• [Okuma metni]
==========

“Suçlu çocuk yoktur”
Çocuk Hakları Koruma Derneği Başkanı Öğretmen, Akademisyen Avukat Hakkı Ünalmış, “Hem mağdur olan çocuklar hem de suça sürüklenen çocukların topluma yeniden kazandırılması için rehabilitasyon istasyonları kurularak tedavi edilmeleri gerekir” dedi
Konya’da çocuk haklarını korumak için mücadele veren ve Çocuk Hakları Koruma Derneği’ni kuran öğretmen, akademisyen, avukat ve en önemlisi de gönül insanı olan Hakkı Ünalmış, Konya’da uzun yıllardır, suça sürüklenen ve cinsel istismara uğrayan çocukların ücretsiz olarak savunmasını yapıyor. Avukat Ünalmış ile son zamanlarda yaşanan istismar olaylarının artış nedenlerini ve toplum olarak üzerimize düşen görevleri konuştuk.
Çocuk Hakları Koruma Derneği’ni kurma fikri nasıl ortaya çıktı. İlginiz neden kaynaklıyor?

==========

• [Alıştırmalar]
a) Okuma metnine göre aşağıdaki soruları yanıtlayın.
(i) Hakkı Ünalmış hangi derneğin başkanıdır?
(ii) Ünalmış'a göre rehabilitasyon istasyonları hangi çocukların topluma yeniden kazandırılması için kurulmalıdır?
(iii) Ünalmış, Konya'da uzun yıllardır hangi çocukların savunmasını ücretsiz olarak yapmaktadır?
b) Listede "Reviewer note: check that every instance of the tree" ifadesini içeren satırdan başlayıp listenin sonunda biten satırları, iki uç da dahil olmak üzere, hiçbir değişiklik yapmadan çıkarın.
Okuma metni ile liste birbirinden farklı kaynaklardan alınmıştır.

• [Veri kümesi listesi]
==========

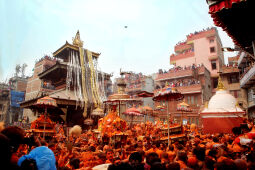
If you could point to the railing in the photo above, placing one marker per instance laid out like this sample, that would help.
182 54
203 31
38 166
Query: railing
182 55
186 89
182 46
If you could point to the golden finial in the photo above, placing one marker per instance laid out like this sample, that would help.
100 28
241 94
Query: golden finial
220 84
77 40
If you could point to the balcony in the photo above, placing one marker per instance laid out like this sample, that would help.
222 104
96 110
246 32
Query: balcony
173 73
133 88
213 57
186 54
248 77
181 47
194 88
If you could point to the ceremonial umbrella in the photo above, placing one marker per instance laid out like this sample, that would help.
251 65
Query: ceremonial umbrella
183 107
45 102
168 94
132 112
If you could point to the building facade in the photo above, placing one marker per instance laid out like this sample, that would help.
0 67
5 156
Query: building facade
37 87
247 76
230 79
193 82
200 48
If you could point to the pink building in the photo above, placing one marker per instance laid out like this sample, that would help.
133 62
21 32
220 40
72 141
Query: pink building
202 47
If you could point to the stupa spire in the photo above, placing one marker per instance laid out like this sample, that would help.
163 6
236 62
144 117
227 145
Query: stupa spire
77 40
220 84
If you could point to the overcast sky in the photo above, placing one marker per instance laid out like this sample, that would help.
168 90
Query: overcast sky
32 28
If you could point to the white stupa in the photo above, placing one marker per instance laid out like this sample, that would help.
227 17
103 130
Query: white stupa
222 112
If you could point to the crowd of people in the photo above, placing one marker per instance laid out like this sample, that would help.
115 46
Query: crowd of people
140 152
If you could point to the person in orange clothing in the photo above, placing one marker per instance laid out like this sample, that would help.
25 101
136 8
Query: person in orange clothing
182 159
171 153
109 156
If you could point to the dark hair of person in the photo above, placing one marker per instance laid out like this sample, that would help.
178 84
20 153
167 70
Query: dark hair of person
215 139
136 156
226 164
16 136
171 147
179 147
200 153
182 156
122 166
237 131
157 166
209 163
5 150
164 155
174 166
28 164
151 157
92 148
75 163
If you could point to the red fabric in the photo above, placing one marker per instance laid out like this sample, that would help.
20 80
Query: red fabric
220 125
226 4
214 9
237 140
251 135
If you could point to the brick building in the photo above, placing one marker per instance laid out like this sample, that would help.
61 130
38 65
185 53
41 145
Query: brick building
35 86
230 79
194 82
203 47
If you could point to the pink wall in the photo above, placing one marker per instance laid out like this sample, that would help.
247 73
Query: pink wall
202 52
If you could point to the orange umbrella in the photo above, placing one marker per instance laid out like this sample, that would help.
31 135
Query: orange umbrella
147 108
45 102
132 112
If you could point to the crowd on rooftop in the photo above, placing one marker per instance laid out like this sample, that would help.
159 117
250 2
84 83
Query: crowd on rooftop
179 68
191 34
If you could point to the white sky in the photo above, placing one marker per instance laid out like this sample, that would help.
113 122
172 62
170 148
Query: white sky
32 28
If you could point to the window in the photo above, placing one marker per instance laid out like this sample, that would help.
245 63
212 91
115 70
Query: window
212 49
233 79
214 64
236 93
196 99
215 82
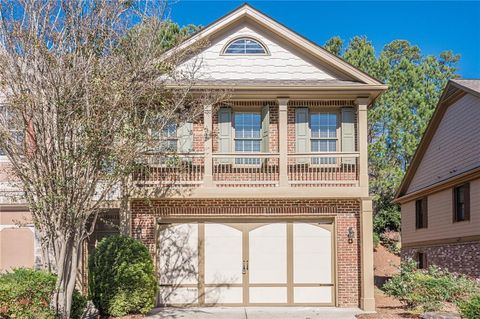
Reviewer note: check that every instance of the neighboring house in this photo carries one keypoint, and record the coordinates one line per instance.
(271, 203)
(440, 194)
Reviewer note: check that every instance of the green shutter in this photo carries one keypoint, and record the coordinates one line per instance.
(265, 128)
(302, 133)
(348, 133)
(225, 132)
(185, 137)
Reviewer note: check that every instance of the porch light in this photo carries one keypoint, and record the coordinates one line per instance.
(350, 235)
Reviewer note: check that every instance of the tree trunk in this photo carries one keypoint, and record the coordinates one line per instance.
(67, 261)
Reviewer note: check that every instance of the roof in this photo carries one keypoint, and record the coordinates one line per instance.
(454, 88)
(245, 11)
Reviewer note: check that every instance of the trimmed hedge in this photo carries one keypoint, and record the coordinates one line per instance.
(470, 308)
(121, 277)
(427, 290)
(25, 293)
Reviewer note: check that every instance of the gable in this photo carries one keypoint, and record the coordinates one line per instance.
(454, 147)
(316, 62)
(282, 62)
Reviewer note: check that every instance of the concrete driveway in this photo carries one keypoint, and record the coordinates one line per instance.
(254, 313)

==========

• [Görev çözümleri]
a)
(i) Çocuk Hakları Koruma Derneği'nin başkanıdır.
(ii) Hem mağdur olan çocukların hem de suça sürüklenen çocukların.
(iii) Suça sürüklenen ve cinsel istismara uğrayan çocukların.

b)
Reviewer note: check that every instance of the tree trunk in this photo carries one keypoint, and record the coordinates one line per instance.
(67, 261)
Reviewer note: check that every instance of the roof in this photo carries one keypoint, and record the coordinates one line per instance.
(454, 88)
(245, 11)
Reviewer note: check that every instance of the trimmed hedge in this photo carries one keypoint, and record the coordinates one line per instance.
(470, 308)
(121, 277)
(427, 290)
(25, 293)
Reviewer note: check that every instance of the gable in this photo carries one keypoint, and record the coordinates one line per instance.
(454, 147)
(316, 62)
(282, 62)
Reviewer note: check that every instance of the concrete driveway in this photo carries one keypoint, and record the coordinates one line per instance.
(254, 313)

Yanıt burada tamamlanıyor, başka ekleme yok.